WRITTEN EXERCISE — Return the entries below word for word, with every line unchanged.

Records of labeled boxes —
########################################

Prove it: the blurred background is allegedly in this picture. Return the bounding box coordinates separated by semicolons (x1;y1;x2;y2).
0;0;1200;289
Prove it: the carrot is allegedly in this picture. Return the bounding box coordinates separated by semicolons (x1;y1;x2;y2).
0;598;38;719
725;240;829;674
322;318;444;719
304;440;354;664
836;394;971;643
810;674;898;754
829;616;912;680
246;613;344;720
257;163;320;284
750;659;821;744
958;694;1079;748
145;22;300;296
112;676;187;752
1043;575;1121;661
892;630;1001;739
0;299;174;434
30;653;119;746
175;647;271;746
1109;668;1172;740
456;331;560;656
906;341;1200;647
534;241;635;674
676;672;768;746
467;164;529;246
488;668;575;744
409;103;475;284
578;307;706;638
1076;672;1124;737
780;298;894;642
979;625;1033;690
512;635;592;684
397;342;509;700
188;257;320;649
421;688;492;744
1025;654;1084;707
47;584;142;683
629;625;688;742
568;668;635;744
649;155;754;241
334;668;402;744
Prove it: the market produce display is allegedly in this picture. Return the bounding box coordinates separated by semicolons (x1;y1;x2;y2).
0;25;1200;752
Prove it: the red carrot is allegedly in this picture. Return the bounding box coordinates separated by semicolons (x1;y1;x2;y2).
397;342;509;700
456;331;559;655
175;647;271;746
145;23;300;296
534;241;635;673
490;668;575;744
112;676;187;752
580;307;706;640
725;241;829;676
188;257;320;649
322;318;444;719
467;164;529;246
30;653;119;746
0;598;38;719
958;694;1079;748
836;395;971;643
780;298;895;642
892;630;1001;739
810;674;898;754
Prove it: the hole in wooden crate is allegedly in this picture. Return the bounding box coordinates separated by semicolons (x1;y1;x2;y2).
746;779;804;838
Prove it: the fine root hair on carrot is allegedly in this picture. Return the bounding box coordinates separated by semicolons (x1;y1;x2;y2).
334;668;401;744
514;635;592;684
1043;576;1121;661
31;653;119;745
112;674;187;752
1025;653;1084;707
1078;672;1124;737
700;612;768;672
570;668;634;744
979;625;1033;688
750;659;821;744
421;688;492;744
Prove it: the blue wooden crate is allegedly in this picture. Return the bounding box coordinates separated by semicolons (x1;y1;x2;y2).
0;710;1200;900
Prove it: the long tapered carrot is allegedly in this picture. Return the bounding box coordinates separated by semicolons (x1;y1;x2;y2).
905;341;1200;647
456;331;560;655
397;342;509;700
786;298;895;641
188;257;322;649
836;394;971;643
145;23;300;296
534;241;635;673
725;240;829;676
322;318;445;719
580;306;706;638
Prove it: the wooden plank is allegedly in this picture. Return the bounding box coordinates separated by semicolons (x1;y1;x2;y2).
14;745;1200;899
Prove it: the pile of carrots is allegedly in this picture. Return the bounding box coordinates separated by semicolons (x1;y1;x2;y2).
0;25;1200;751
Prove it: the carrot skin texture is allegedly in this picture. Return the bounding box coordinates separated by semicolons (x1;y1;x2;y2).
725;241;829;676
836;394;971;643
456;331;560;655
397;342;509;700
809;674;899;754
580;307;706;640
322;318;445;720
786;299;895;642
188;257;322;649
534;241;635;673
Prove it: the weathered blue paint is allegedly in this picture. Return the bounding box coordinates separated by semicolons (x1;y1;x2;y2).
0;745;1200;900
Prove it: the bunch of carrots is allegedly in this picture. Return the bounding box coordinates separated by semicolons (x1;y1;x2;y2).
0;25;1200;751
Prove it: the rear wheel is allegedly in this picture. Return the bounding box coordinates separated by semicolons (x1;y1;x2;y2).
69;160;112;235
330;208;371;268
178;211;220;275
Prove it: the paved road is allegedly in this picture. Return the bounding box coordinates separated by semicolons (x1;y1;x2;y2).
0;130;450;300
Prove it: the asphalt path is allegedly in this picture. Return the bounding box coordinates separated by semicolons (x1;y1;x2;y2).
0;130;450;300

########################################

EXERCISE RESULT —
Prove it: the blurred background is allegedly in this picture. Return the bounding box coordinates separated by semicolons (x1;y1;x2;y2).
0;0;1200;289
Prove it: the carrot is allegedly in this picture. Return the bounding box coordinates separated by semicolons (x1;y1;x2;y2).
0;598;38;719
725;240;829;674
322;318;444;719
304;440;354;664
836;394;971;643
810;674;898;754
829;616;912;680
246;613;344;720
257;163;320;284
750;659;821;744
958;694;1079;748
145;22;300;296
112;676;187;752
1043;575;1121;661
892;630;1001;739
0;299;174;434
30;653;119;746
175;647;271;746
1109;668;1172;740
456;331;560;656
906;341;1200;647
534;241;635;674
676;672;768;746
467;164;529;246
488;668;575;744
409;103;475;284
578;307;706;638
1076;672;1124;737
780;298;894;642
979;625;1033;690
512;635;592;684
397;342;509;700
188;257;320;649
421;688;492;744
1025;654;1084;707
47;584;142;683
629;625;688;742
568;668;635;744
649;155;754;241
334;668;402;744
Prove it: the market produce display is allegedly in this picture. Return the bounding box coordinates separated by semicolons (x1;y1;x2;y2).
0;25;1200;752
Prove it: the red carrot is allegedly in this picture. Return the bounding box coordinates separated by semicolons (x1;y1;x2;y2).
397;342;509;700
456;331;559;655
175;647;271;746
145;23;300;296
534;241;635;673
490;668;575;744
112;676;187;752
580;307;706;640
725;241;829;676
188;257;320;649
322;318;444;719
467;164;529;246
30;653;119;746
0;598;38;719
958;694;1079;748
836;395;971;643
780;298;895;642
892;630;1001;739
810;674;898;754
Prove it: the hole in wooden crate is allegedly in this picture. Return the bounding box coordinates separated by semicolons (x1;y1;x2;y2).
746;779;804;838
Prove it: the fine root hair on carrot is allegedly in this picture. Return the bounding box coordinates separated by semicolons (x1;y1;x2;y2).
334;668;401;744
514;635;592;684
1043;576;1121;661
31;653;119;745
112;674;187;752
1025;653;1084;707
1078;672;1124;737
700;612;768;672
570;668;634;744
979;625;1033;688
750;659;821;744
421;688;492;744
Prove it: the blue wooden crate is allegedly in this picture. Return the bounding box coordinates separated by semicolons (x1;y1;x2;y2).
0;710;1200;900
Prove it: the long tapered carrot is allegedly in this picture. Return the bounding box coordinates separated by semicolons (x1;y1;x2;y2).
905;341;1200;647
456;331;560;655
397;342;509;700
786;298;895;641
188;257;322;649
836;394;971;643
145;23;300;296
534;241;635;673
725;240;829;676
322;318;445;719
580;306;706;638
Prove it: the wooden plank is allegedly in this picture. Return the bounding box coordinates separated by semicolons (x1;y1;x2;y2).
14;745;1200;899
Prove it: the pile of carrots is allegedly in this picture. Return the bounding box coordinates separated by semicolons (x1;y1;x2;y2).
0;25;1200;751
Prove it: the carrot skin texture is allegedly in this picture. Return the bounding box coordinates separated by semicolons (x1;y1;x2;y2).
725;241;829;676
836;394;971;643
456;331;560;655
397;342;509;700
809;674;899;754
580;307;706;640
322;318;445;720
786;299;895;642
188;257;322;649
534;241;635;673
Prove it: the weathered blue paint is allegedly in this picture. Return the bounding box coordinates separated by semicolons (x1;y1;x2;y2).
0;745;1200;900
Prove it: the bunch of carrots is allegedly in this picture. Return the bounding box coordinates separated by semicolons (x1;y1;x2;y2).
0;25;1200;751
Prove it: the rear wheel is allegedly in this picture. Return the bounding box coordinates separated by semicolons (x1;y1;x2;y2).
69;160;112;235
330;208;371;268
178;211;220;275
Prove it: the paved road is allegedly in this picture. Return the bounding box coordinates separated by semicolons (x1;y1;x2;y2).
0;130;450;300
Prove it: the asphalt path is allegedly in this picture. Return the bounding box coordinates separated by semicolons (x1;y1;x2;y2).
0;130;450;300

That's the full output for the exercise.